**** STORED ROWS
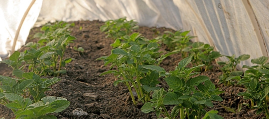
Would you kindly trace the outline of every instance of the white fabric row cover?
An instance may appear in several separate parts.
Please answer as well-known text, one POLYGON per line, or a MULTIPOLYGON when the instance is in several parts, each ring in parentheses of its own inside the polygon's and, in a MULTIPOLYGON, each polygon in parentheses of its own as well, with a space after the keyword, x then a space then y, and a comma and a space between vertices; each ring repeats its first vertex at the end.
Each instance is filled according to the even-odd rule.
POLYGON ((36 25, 126 16, 141 26, 191 30, 190 35, 197 36, 194 41, 223 55, 250 55, 241 65, 251 65, 250 59, 269 55, 268 4, 268 0, 46 0, 36 25))
MULTIPOLYGON (((25 11, 32 0, 0 0, 0 61, 8 56, 17 29, 25 11)), ((16 43, 17 50, 24 45, 30 29, 34 26, 39 14, 42 0, 36 0, 29 11, 16 43)))

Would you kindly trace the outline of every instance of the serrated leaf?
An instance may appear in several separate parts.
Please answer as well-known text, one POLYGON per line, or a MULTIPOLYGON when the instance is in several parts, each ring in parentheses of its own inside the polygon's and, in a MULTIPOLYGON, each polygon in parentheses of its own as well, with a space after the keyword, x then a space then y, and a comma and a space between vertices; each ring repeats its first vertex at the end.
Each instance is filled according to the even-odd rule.
POLYGON ((131 47, 130 50, 137 54, 140 51, 140 47, 137 45, 134 45, 131 47))
POLYGON ((143 113, 148 113, 154 111, 152 107, 152 103, 150 102, 147 102, 145 103, 143 106, 142 106, 142 108, 141 108, 141 111, 143 113))
POLYGON ((180 101, 178 98, 178 96, 176 94, 173 92, 169 92, 163 98, 163 104, 166 105, 178 105, 182 103, 183 102, 180 101))
POLYGON ((18 60, 20 55, 20 53, 18 51, 15 51, 9 57, 9 60, 16 62, 18 60))
POLYGON ((171 117, 175 118, 177 117, 179 114, 180 109, 180 107, 178 105, 176 105, 174 107, 171 111, 171 117))
POLYGON ((250 55, 244 54, 239 56, 239 57, 238 57, 238 60, 239 60, 240 61, 243 61, 243 60, 246 60, 249 59, 250 58, 250 55))
POLYGON ((181 60, 178 64, 179 69, 181 69, 187 66, 191 61, 191 59, 192 57, 188 57, 181 60))
POLYGON ((268 57, 262 56, 257 59, 251 60, 251 62, 257 64, 263 65, 268 60, 268 57))
POLYGON ((104 72, 100 74, 100 75, 99 75, 99 76, 102 76, 102 75, 106 75, 106 74, 110 74, 110 73, 116 73, 116 72, 118 72, 118 71, 116 71, 116 70, 108 70, 108 71, 107 71, 106 72, 104 72))
POLYGON ((255 88, 256 88, 256 86, 258 84, 258 81, 256 79, 254 78, 250 82, 250 87, 253 90, 255 90, 255 88))
POLYGON ((199 104, 199 105, 204 104, 206 102, 206 100, 205 100, 194 101, 194 103, 199 104))
POLYGON ((185 81, 175 76, 171 76, 164 78, 167 85, 174 91, 181 90, 185 85, 185 81))
POLYGON ((128 56, 128 53, 126 52, 124 50, 121 49, 115 49, 112 51, 112 53, 115 54, 117 55, 121 55, 124 56, 128 56))
POLYGON ((159 72, 163 72, 165 71, 164 69, 159 66, 154 65, 147 65, 142 66, 143 68, 145 69, 150 69, 152 71, 157 71, 159 72))
POLYGON ((206 76, 201 75, 190 79, 187 81, 187 83, 189 83, 190 86, 197 86, 200 83, 208 80, 209 80, 209 77, 206 76))
POLYGON ((33 79, 33 75, 34 73, 33 72, 25 72, 22 74, 22 77, 26 79, 33 79))
POLYGON ((221 116, 218 115, 217 111, 211 110, 206 113, 203 119, 223 119, 221 116))
POLYGON ((143 89, 147 92, 150 92, 151 91, 159 90, 160 89, 160 88, 159 87, 150 86, 148 85, 142 85, 142 87, 143 87, 143 89))
POLYGON ((12 71, 12 73, 13 74, 14 74, 14 75, 20 78, 22 78, 23 77, 22 74, 23 73, 23 71, 18 69, 15 69, 12 71))
POLYGON ((19 90, 24 90, 28 88, 33 82, 34 80, 28 79, 25 80, 21 82, 18 85, 19 90))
********
**JOB**
Convert the material between the lines holding "the serrated leaf?" and "POLYGON ((131 47, 130", inclusive, into a two-column CSV with the headers label_text and outline. Give one row for each text with its answer, putting each in a single quoted field and replacing line breaks with spaces.

**TASK RESPONSE**
label_text,outline
"Would you kindly trace the outline of every instance of the serrated leaf? An instance may appear in several separate parts. Please answer as well-known text, one POLYGON per line, or a MULTIPOLYGON when the instance is in several parts, each ring in parentheses of its own inside the polygon's and, in a MULTIPOLYGON, each polygon in parentheses of its own as well, with a space after the keyword, x then a space then y, and a comma and a space between vertices; each ring repeats its first vertex at the end. Each instance is filled according to the even-odd rule.","POLYGON ((131 47, 130 50, 137 54, 140 51, 140 47, 137 45, 134 45, 131 47))"